Instrução 1 :: Verta para o inglês a frase "A prisão deve ficar para quem realmente cometeu crimes violentos.", retirada do texto sobre Pedro Abramovay.

Texto fornecido ::
************

Durante o governo Lula o advogado Pedro Abramovay era visto como um prodígio. Com apenas 30 anos, ocupou o cargo de ministro no período de transição entre os titulares da pasta.
A experiência rendeu-lhe o título de ministro mais jovem da história do Brasil. Formado pela USP, Abramovay também foi Secretário Nacional de Justiça e Secretário Nacional de Políticas Sobre Drogas.
Sua passagem pelo governo foi interrompida de forma abrupta depois que ele defendeu, em janeiro, o fim da prisão para pequenos traficantes em uma entrevista. Sua posição teria irritado a presidente Dilma Rousseff.
O ministro da Justiça, José Eduardo Martins Cardozo, descartou a ideia defendida por seu subordinado, de que o governo enviasse ao Congresso um projeto para tornar padrão um entendimento do STF (Supremo Tribunal Federal) que respalda o uso de penas alternativas para a lei de drogas.
Levando hoje "uma vida mais leve que nos últimos oito anos", Abramovay atualmente mora no Rio de Janeiro, onde leciona na FGV Direito.
Embora evite criticar diretamente o governo e até elogie Dilma Rousseff, ele desfraldou de vez a bandeira de tirar dos presídios os usuários de drogas.
O senhor assistiu ao documentário "Quebrando o tabu", onde FHC defende a descriminalização do uso de drogas?
Assisti sim. O grande mérito do filme é fazer o debate sobre as drogas sem o preconceito que funciona como um véu nos olhos das pessoas. A política sobre drogas no Brasil vem produzindo equívocos.
Desde que entrou em vigor (há três anos) a lei que proibiu a conversão da pena de prisão em pena alternativa nas condenações por tráfico, houve um aumento de 62% na população carcerária ligada às drogas.
Acontece que não estão prendendo só os traficantes.
Os usuários de drogas, então, estão no meio dos criminosos mais violentos...
A prisão deve ficar para quem realmente cometeu crimes violentos. É preciso medidas que separem o joio do trigo. Colocar uma pessoa na prisão é fazer ela entrar em contato e ser cooptada pelo crime organizado.
O usuário vai ficar estigmatizado e não vai conseguir emprego. Sua única inserção social será oferecida pelo crime organizado. Pegar uma pessoa que cometeu crimes leves e colocá-la na prisão é oferecer mão de obra barata para o crime organizado.
A grande maioria das pessoas presas hoje como traficantes foi pega com quantidades ínfimas. O foco da política repressiva de drogas está sendo enxugar gelo.

************

Listagem fornecida ::
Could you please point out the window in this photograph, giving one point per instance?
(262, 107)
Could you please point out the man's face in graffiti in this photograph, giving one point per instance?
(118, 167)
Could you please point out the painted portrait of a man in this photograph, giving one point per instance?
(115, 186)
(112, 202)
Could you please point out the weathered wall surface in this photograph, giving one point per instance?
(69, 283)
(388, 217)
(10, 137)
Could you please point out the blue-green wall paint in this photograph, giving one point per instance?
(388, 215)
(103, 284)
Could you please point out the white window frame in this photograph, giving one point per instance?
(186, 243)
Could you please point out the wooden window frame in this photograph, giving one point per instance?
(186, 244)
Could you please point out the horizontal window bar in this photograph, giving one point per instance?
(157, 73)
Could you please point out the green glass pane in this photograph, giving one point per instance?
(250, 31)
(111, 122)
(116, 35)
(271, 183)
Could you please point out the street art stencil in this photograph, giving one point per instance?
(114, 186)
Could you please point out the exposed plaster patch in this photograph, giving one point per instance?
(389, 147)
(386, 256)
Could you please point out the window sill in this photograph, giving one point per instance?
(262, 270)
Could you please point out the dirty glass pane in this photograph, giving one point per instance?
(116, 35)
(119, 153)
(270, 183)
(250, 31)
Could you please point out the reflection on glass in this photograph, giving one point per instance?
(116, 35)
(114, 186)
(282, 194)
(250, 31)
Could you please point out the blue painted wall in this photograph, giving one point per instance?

************

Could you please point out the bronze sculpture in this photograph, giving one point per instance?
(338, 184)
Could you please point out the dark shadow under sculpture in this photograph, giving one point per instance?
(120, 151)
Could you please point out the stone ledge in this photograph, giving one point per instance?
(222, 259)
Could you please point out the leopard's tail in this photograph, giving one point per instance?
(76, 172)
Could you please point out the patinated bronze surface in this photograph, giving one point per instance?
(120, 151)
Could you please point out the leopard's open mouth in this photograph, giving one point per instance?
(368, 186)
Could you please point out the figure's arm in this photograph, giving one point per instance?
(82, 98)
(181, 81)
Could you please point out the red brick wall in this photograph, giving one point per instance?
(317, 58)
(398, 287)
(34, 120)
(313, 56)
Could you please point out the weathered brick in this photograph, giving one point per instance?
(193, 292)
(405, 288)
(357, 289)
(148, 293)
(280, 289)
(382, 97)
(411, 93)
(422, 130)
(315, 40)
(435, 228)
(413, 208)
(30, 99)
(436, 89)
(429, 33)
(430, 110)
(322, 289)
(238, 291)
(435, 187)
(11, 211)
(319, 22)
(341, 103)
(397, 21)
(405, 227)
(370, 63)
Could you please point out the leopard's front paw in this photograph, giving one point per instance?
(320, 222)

************

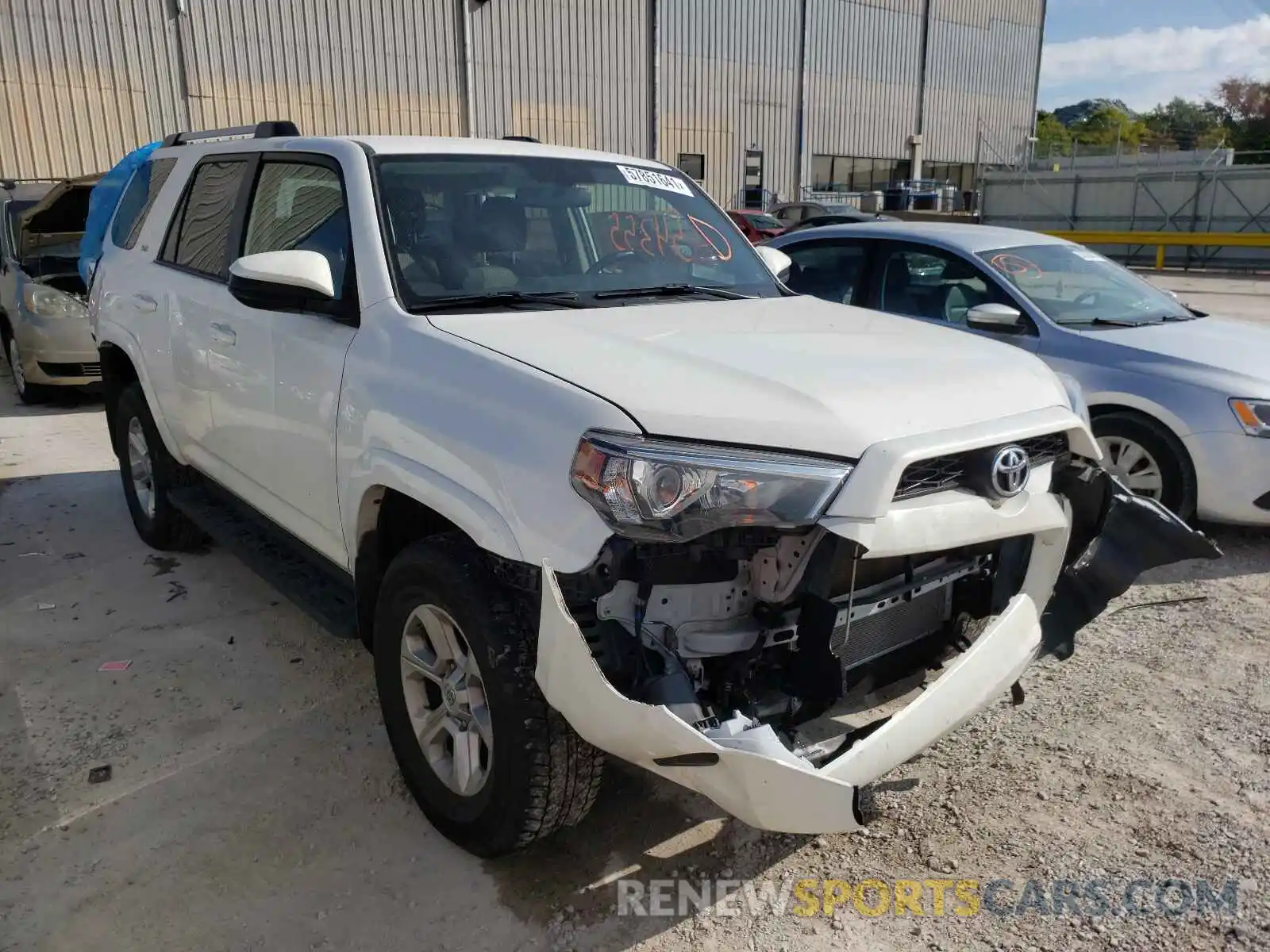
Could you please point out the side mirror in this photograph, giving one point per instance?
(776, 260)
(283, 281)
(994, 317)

************

Instrução 2 :: Indique quantas linhas da listagem contêm a palavra "green", levando em conta a diferença entre maiúsculas e minúsculas, e responda somente com o número.

Resolução do exercício 1 :: Prison should be reserved for those who have actually committed violent crimes.

Resolução do exercício 2 :: 2